→ TASK ITEM: In the entries that follow, copy exactly each line from the first through the line with "find the low retaining wall".

*** SOURCE MATERIAL ***

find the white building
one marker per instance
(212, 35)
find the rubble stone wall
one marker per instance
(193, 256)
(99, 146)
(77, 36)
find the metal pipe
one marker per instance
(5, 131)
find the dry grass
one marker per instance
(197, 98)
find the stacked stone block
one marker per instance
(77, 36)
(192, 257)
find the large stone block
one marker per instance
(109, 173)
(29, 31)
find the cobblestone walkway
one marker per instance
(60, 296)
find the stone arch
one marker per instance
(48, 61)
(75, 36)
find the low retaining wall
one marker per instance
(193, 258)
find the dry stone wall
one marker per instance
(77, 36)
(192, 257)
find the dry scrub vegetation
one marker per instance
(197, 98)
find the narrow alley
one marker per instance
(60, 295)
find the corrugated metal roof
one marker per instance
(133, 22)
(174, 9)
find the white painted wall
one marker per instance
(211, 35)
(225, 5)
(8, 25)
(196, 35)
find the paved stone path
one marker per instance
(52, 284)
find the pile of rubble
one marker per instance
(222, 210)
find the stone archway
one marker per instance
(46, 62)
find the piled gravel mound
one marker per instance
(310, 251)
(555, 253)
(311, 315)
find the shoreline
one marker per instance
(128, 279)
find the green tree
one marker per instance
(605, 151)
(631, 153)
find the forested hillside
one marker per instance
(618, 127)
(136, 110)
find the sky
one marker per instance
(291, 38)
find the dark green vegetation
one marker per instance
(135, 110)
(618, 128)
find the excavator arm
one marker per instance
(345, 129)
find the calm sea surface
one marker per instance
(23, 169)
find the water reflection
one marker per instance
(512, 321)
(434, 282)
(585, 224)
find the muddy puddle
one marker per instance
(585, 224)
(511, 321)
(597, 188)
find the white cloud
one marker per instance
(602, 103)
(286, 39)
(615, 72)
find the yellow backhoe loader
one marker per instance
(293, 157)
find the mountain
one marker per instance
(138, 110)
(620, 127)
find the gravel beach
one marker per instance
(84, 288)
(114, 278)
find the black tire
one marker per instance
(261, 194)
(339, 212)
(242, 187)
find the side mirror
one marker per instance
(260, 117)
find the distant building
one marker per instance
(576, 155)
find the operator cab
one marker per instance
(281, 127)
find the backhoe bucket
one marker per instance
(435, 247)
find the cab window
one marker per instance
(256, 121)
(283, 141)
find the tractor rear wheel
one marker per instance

*** End of SOURCE MATERIAL ***

→ ANSWER:
find the white building
one marker per instance
(212, 35)
find the rubble stone wall
one marker per instance
(193, 256)
(99, 146)
(77, 36)
find the metal pipe
one marker per instance
(5, 131)
find the dry grass
one marker per instance
(197, 98)
find the stacked stone block
one marker per instance
(77, 36)
(192, 257)
find the large stone block
one marker per instance
(109, 173)
(29, 31)
find the cobblestone walkway
one marker per instance
(60, 296)
find the stone arch
one marker per instance
(48, 61)
(75, 36)
find the low retaining wall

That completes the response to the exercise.